━━━ SOURCE EXTRACT

LeetCodee

876. Middle of the Linked List

Jump to Solution: Python Java C++ JavaScript C#

Problem Description

Given the head of a singly linked list, return the middle node of the linked list.

If there are two middle nodes, return the second middle node.

Examples:

Example 1:

Input: head = [1,2,3,4,5]
Output: [3,4,5]
Explanation: The middle node of the list is node 3.

Example 2:

Input: head = [1,2,3,4,5,6]
Output: [4,5,6]
Explanation: Since the list has two middle nodes with values 3 and 4, we return the second one.

Constraints:

  • The number of nodes in the list is in the range [1, 100]
  • 1 ≤ Node.val ≤ 100

Python Solution

class Solution:
    def middleNode(self, head: Optional[ListNode]) -> Optional[ListNode]:
        slow = fast = head
        
        while fast and fast.next:
            slow = slow.next
            fast = fast.next.next
        
        return slow

Implementation Notes:

  • Uses fast and slow pointer technique (Floyd's Tortoise and Hare)
  • Time complexity: O(n)
  • Space complexity: O(1)

━━━━━━

_SET TASK 1_: Count the lines in the entries below that contain the string "white". Reply with the number alone.

━━━ PROVIDED DATA

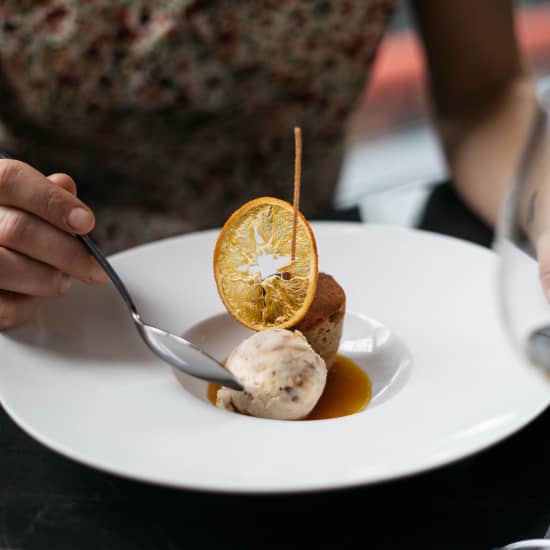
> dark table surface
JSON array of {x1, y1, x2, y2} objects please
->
[{"x1": 0, "y1": 185, "x2": 550, "y2": 550}]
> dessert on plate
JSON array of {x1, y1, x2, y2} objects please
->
[
  {"x1": 216, "y1": 328, "x2": 327, "y2": 420},
  {"x1": 209, "y1": 129, "x2": 370, "y2": 420}
]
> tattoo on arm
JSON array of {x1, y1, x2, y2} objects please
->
[{"x1": 527, "y1": 191, "x2": 537, "y2": 225}]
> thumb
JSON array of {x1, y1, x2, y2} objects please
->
[{"x1": 48, "y1": 174, "x2": 76, "y2": 196}]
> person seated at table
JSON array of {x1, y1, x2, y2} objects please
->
[{"x1": 0, "y1": 0, "x2": 550, "y2": 329}]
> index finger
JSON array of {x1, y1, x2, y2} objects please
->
[{"x1": 0, "y1": 159, "x2": 95, "y2": 234}]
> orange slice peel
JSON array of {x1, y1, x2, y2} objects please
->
[{"x1": 214, "y1": 197, "x2": 318, "y2": 330}]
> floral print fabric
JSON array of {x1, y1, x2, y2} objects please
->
[{"x1": 0, "y1": 0, "x2": 394, "y2": 251}]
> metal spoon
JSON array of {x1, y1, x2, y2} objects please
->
[
  {"x1": 77, "y1": 235, "x2": 243, "y2": 391},
  {"x1": 0, "y1": 149, "x2": 243, "y2": 391}
]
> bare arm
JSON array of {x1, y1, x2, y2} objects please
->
[{"x1": 413, "y1": 0, "x2": 535, "y2": 229}]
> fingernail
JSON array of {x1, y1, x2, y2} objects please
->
[
  {"x1": 67, "y1": 206, "x2": 93, "y2": 231},
  {"x1": 59, "y1": 274, "x2": 73, "y2": 295},
  {"x1": 90, "y1": 265, "x2": 109, "y2": 283}
]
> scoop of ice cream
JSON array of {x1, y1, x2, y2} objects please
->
[{"x1": 216, "y1": 329, "x2": 327, "y2": 420}]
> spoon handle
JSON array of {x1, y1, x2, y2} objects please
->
[{"x1": 76, "y1": 235, "x2": 139, "y2": 317}]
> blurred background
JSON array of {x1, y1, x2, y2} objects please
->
[{"x1": 336, "y1": 0, "x2": 550, "y2": 227}]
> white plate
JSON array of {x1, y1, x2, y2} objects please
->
[{"x1": 0, "y1": 223, "x2": 550, "y2": 492}]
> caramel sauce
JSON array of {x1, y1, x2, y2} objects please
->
[{"x1": 208, "y1": 355, "x2": 372, "y2": 420}]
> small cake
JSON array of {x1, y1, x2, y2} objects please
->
[{"x1": 292, "y1": 273, "x2": 346, "y2": 369}]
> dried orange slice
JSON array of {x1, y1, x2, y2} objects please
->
[{"x1": 214, "y1": 197, "x2": 318, "y2": 330}]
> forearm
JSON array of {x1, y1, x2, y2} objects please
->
[{"x1": 435, "y1": 74, "x2": 536, "y2": 226}]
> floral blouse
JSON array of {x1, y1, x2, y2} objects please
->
[{"x1": 0, "y1": 0, "x2": 394, "y2": 252}]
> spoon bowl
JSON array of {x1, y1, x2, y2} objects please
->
[{"x1": 77, "y1": 235, "x2": 243, "y2": 391}]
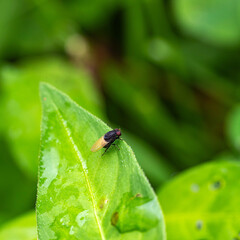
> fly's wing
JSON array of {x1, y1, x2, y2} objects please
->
[{"x1": 91, "y1": 136, "x2": 108, "y2": 152}]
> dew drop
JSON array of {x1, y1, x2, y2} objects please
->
[
  {"x1": 196, "y1": 220, "x2": 203, "y2": 230},
  {"x1": 210, "y1": 180, "x2": 223, "y2": 190},
  {"x1": 69, "y1": 226, "x2": 75, "y2": 235},
  {"x1": 111, "y1": 212, "x2": 119, "y2": 226},
  {"x1": 99, "y1": 198, "x2": 108, "y2": 209},
  {"x1": 191, "y1": 183, "x2": 199, "y2": 193}
]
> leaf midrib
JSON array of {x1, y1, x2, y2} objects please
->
[{"x1": 52, "y1": 101, "x2": 106, "y2": 240}]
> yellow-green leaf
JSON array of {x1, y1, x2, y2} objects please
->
[{"x1": 37, "y1": 84, "x2": 165, "y2": 240}]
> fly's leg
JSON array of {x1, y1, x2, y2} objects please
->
[
  {"x1": 112, "y1": 143, "x2": 120, "y2": 151},
  {"x1": 102, "y1": 145, "x2": 111, "y2": 156}
]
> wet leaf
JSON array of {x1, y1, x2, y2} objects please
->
[
  {"x1": 0, "y1": 58, "x2": 102, "y2": 178},
  {"x1": 0, "y1": 212, "x2": 37, "y2": 240},
  {"x1": 37, "y1": 84, "x2": 165, "y2": 240},
  {"x1": 158, "y1": 161, "x2": 240, "y2": 240}
]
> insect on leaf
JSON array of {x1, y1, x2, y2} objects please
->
[{"x1": 37, "y1": 84, "x2": 165, "y2": 240}]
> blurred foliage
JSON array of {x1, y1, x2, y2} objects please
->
[
  {"x1": 0, "y1": 0, "x2": 240, "y2": 236},
  {"x1": 159, "y1": 161, "x2": 240, "y2": 240},
  {"x1": 2, "y1": 59, "x2": 104, "y2": 177}
]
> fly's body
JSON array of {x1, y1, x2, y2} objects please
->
[{"x1": 91, "y1": 128, "x2": 122, "y2": 155}]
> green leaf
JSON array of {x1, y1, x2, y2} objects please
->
[
  {"x1": 0, "y1": 58, "x2": 102, "y2": 179},
  {"x1": 37, "y1": 84, "x2": 165, "y2": 240},
  {"x1": 227, "y1": 106, "x2": 240, "y2": 151},
  {"x1": 0, "y1": 134, "x2": 37, "y2": 226},
  {"x1": 173, "y1": 0, "x2": 240, "y2": 46},
  {"x1": 0, "y1": 212, "x2": 37, "y2": 240},
  {"x1": 158, "y1": 161, "x2": 240, "y2": 240}
]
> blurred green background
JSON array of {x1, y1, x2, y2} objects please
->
[{"x1": 0, "y1": 0, "x2": 240, "y2": 238}]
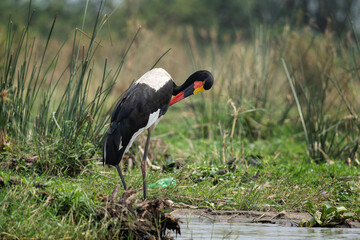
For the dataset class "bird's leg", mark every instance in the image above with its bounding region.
[141,129,151,201]
[115,164,127,191]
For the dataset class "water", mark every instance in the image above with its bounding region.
[172,218,360,240]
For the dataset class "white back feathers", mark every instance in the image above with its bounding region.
[135,68,172,91]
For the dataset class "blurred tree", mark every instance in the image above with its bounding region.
[0,0,360,39]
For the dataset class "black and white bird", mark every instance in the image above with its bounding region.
[103,68,214,200]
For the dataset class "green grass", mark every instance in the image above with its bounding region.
[0,0,360,238]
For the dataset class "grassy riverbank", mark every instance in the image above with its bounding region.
[0,1,360,238]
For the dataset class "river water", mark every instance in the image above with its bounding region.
[176,218,360,240]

━━━━━━

_SET TASK 2_: List the programming languages that the linked-list problem page offers solutions in, under "Jump to Solution".

_EXERCISE OUTPUT 1_: 3

_EXERCISE OUTPUT 2_: Python, Java, C++, JavaScript, C#